Ces deux livres importants sortent en même temps. Le premier "Faut-il attendre la croissance" par Dominique Méda et Florence Jany-Catrice à la Documentation française (175 pages, 7,90 euros), le second par Pierre Larrouturou et Dominique Méda aux Editions de l’Atelier (260 pages, 14 euros).

Faut-il attendre la croissance ?

Peut-on encore écrire un livre sur un sujet défriché par une bonne dizaine d’autres depuis les années 2000 ? Un livre qui ne répète pas plus ou moins les arguments des précédents et qui innove sur cette question ? Un livre agréable à lire, pas cher, et faisant bien le tour des interrogations des citoyen.nes quand on leur affirme quotidiennement que sans le retour à une belle croissance à l’ancienne il n’y a pas de salut, pas de résorption du chômage, pas de réduction des dettes ?

Ce défi a été relevé. On découvre dans ce livre plein de pépites qu’on ne trouve nulle part ailleurs, au-delà d’une synthèse à valeur ajoutée des travaux contemporains dessinant les voies d’une société post-croissance.

On démarre par le B.A.BA : qu’est-ce que la croissance, comment a-t-elle été inventée aussi bien dans l’histoire des faits que dans celle des idées et des statistiques, comment est-elle calculée, quels rôles ont joué les Etats et les institutions internationales pour impulser ce fétiche des temps modernes ? On en vient ensuite à l’histoire millénaire de la croissance et à un examen des « facteurs » pouvant expliquer l’explosion de la croissance au cours du siècle dernier, en particulier pendant les « Trente Glorieuses ».

(Données issues d'une source)

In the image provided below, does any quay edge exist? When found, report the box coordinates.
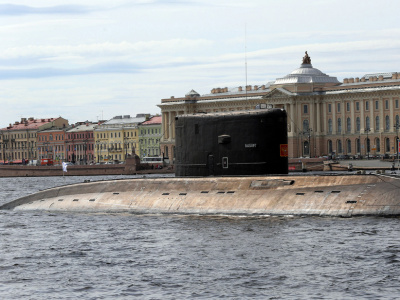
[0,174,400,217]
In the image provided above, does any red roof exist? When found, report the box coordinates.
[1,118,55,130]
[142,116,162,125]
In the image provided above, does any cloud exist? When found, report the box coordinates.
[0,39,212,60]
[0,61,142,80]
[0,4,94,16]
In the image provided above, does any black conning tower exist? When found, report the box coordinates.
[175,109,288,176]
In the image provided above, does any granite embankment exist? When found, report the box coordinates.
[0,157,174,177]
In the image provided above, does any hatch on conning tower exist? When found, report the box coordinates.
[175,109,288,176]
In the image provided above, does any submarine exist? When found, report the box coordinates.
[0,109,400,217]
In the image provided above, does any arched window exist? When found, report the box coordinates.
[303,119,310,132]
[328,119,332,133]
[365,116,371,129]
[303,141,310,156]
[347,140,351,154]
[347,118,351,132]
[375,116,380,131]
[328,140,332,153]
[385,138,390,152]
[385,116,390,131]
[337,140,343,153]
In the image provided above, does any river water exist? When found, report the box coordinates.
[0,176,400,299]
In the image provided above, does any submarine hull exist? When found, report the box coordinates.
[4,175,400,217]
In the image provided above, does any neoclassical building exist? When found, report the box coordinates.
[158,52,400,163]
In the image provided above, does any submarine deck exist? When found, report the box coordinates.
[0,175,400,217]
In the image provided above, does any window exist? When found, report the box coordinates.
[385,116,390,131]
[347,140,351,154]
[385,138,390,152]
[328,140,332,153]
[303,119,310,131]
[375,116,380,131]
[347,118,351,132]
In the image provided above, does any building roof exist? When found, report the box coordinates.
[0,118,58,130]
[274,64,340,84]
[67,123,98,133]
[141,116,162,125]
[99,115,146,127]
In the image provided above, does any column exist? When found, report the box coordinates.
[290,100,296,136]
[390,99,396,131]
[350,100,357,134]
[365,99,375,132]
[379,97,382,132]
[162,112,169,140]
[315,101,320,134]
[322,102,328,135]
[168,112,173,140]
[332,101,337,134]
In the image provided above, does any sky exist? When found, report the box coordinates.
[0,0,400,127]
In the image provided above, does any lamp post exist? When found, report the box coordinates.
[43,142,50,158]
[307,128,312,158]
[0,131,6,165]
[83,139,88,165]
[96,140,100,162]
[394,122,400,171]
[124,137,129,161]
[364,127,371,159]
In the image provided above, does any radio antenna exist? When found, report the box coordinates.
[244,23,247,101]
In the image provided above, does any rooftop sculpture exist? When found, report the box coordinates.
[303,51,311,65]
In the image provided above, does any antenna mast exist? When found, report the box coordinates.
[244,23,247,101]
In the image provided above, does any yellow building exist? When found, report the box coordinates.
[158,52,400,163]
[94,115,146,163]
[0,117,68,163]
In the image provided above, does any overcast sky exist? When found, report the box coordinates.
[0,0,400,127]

--

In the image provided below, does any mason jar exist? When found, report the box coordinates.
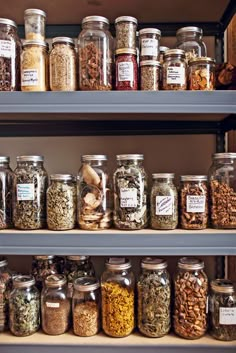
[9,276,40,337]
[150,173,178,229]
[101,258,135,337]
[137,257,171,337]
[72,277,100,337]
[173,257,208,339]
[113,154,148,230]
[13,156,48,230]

...

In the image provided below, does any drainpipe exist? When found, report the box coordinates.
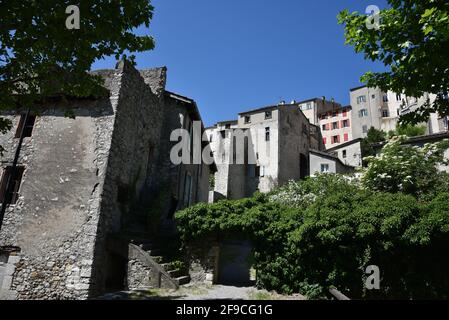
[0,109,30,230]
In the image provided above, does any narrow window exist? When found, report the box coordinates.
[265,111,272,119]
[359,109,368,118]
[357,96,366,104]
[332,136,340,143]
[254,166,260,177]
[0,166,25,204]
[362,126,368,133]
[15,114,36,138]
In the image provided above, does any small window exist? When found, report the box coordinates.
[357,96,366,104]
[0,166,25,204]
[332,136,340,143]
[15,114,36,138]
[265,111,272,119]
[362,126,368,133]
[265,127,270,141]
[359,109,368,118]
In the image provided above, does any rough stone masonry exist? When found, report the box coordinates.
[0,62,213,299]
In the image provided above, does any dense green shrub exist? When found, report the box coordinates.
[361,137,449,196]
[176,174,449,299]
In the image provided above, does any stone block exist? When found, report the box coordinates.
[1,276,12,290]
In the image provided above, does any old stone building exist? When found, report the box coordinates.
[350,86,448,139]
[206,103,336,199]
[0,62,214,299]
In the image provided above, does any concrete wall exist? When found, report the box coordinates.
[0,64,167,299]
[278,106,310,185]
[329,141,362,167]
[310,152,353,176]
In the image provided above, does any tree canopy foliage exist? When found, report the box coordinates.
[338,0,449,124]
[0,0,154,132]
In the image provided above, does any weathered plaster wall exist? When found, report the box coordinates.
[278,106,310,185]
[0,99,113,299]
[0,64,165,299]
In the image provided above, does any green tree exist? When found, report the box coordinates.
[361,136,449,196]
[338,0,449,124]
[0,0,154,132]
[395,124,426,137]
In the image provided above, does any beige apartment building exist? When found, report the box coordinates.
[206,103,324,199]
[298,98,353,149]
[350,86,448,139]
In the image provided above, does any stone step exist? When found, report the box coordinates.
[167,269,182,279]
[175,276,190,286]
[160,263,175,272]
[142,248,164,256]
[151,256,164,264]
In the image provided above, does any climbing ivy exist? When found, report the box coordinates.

**CONSIGNE A:**
Dans l'article sur la croissance, quel est le prix du livre publié aux Éditions de l'Atelier ?
**CONSIGNE B:**
Donnez la liste complète des personnes citées comme auteurs dans l'article sur la croissance.
**CONSIGNE C:**
Reprenez l'article sur les livres consacrés à la croissance à la suite de sa dernière phrase.

**RÉPONSE RÉDIGÉE A:**
14 euros.

**RÉPONSE RÉDIGÉE B:**
Dominique Méda, Florence Jany-Catrice, Pierre Larrouturou

**RÉPONSE RÉDIGÉE C:**
Après cette gloire éphémère, vient le « grand ralentissement » : prélude à un « état stationnaire » comme le pensait le grand John Stuart Mill aujourd’hui relayé par l’Américain Robert Gordon ? Freinage temporaire selon les optimistes du « ça va repartir » ? Inadéquation de l’outil de mesure ?

Au chapitre 4, les dommages collatéraux croissants de la croissance sont passés en revue, en commençant par les rendements décroissants de la croissance pour produire du bonheur. Et en poursuivant avec des critères plus objectifs, comme l’impact de la croissance sur le dérèglement climatique et sur la montée des inégalités.

Heureusement, nous dit-on, nous aurions LA solution : la croissance verte, la réconciliation entre la merveilleuse croissance et la préservation des écosystèmes. Cette autre forme d’optimisme résiste mal à l’analyse. Le chapitre 6 est consacré au besoin de choisir et surtout d’utiliser des indicateurs alternatifs en vue de politiques de transition vers la post-croissance.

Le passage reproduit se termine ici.